───── SUPPLIED RECORDS
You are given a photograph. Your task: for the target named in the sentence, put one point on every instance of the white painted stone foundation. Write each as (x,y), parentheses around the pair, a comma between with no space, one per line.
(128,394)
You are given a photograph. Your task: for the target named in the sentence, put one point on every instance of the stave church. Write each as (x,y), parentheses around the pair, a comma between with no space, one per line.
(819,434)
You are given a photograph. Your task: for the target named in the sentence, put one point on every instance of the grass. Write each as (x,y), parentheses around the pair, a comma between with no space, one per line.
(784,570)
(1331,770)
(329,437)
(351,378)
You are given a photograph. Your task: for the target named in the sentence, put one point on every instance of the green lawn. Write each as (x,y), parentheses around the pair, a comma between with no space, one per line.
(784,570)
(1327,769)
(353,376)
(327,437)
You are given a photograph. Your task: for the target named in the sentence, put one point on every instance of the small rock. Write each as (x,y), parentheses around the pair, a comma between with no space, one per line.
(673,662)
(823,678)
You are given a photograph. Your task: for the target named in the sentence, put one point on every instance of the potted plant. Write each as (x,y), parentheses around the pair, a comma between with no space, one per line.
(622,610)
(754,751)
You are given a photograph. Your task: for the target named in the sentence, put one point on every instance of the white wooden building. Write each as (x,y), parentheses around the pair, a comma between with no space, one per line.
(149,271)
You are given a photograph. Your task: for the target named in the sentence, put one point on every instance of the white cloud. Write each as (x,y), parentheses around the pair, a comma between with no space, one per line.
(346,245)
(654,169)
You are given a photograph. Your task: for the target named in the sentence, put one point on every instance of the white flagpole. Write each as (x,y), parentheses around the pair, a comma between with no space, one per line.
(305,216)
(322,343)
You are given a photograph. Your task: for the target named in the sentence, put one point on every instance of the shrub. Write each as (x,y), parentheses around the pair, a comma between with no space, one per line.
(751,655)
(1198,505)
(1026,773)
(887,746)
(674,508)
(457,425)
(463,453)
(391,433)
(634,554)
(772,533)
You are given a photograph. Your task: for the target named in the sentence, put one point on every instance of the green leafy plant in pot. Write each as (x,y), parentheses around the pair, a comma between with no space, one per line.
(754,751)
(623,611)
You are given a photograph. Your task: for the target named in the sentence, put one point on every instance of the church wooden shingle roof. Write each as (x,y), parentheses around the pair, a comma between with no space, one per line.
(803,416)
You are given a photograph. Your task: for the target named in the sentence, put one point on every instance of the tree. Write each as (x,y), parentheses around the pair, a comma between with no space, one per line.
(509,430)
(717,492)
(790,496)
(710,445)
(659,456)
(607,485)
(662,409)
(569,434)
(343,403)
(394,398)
──────────
◆ TASK DESCRIPTION:
Every record above must be duplicated exactly.

◆ ANSWER BOX:
You are given a photograph. Your task: for the target named in the sentence, put one point on every instance of the white painted stone foundation. Write each as (x,y), parentheses around the pair, a comma between with no space, one per line.
(128,394)
You are given a photograph. Your task: for the target named in the sentence, put one point on every instance of the stave church. Write each as (x,y), parentheses around the pair, a comma between with no space, one per line.
(819,434)
You are given a photograph. Your task: for the target named in the sentence, put one point on every instance of the grass. Write each as (x,y), parentheses around the pair, a comma between with no space, one per line.
(784,570)
(1331,770)
(329,437)
(351,378)
You are given a photograph. Your task: for the target named in the sentence, put one point on every instance of the green lawn. Write each as (x,y), parentheses around the pair, a comma between with no space, one per line.
(784,570)
(1327,769)
(353,376)
(327,437)
You are given a photograph. Your task: for the target named in the sentence, put one point on every instance of the small rock. Write each as (x,y), parentheses around the pair, a comma between with no space, one per line.
(673,662)
(823,678)
You are given a photograph. Your task: for the target named in the sentence, put one point on every instance of the potted plant. Write each as (x,y), parentheses around the pair, a comma between with no space, one per line.
(622,610)
(754,751)
You are given a photograph. Your task: for the target named in the sentence, put one point on every instance of the white wooden building. Write each as (x,y), parentheses around the pair, a comma between with no space, one per line.
(149,271)
You are given a photograph. Your task: for the target named in the sentence, put one point on every instance of the white cloud. Write each as (x,y), parentheses around the pair, a comma between with no space, one per line.
(346,245)
(654,169)
You are given a photograph. Your task: for the target named in the sentence, put one point on every instance of the white flagpole. Write each as (x,y), parentheses around the pair, a comma between with no space, one per line.
(305,216)
(322,343)
You are given a photograph. Your task: for the target named in the sentence, put one point on every instance of the shrub. Write each as (x,y), parentheses around the pair, a comma between with no space, one per line.
(751,655)
(1198,505)
(1026,773)
(887,746)
(674,508)
(457,425)
(463,453)
(391,433)
(634,554)
(772,533)
You are given a photograph. Your task: for the target named in the sentence, put one point on every instance of the green leafy plant in pot. Write each as (x,y), parentheses around the pair, a comma between with no space, one per line.
(754,751)
(623,611)
You are given a photograph. Your task: for the target named in the sentence, put one point on every instance of the church wooden shingle roof. Write each as (x,y), parentheses around the pair, a comma between with no space, one per line.
(803,416)
You are given a photograph. Your task: for the target named in the sentence, put one point on every instance of the tree. Write each as (x,y), parentheses around the pair, a comma between with no space, one per line.
(509,430)
(717,492)
(790,496)
(710,445)
(659,456)
(607,485)
(662,409)
(569,434)
(343,403)
(394,398)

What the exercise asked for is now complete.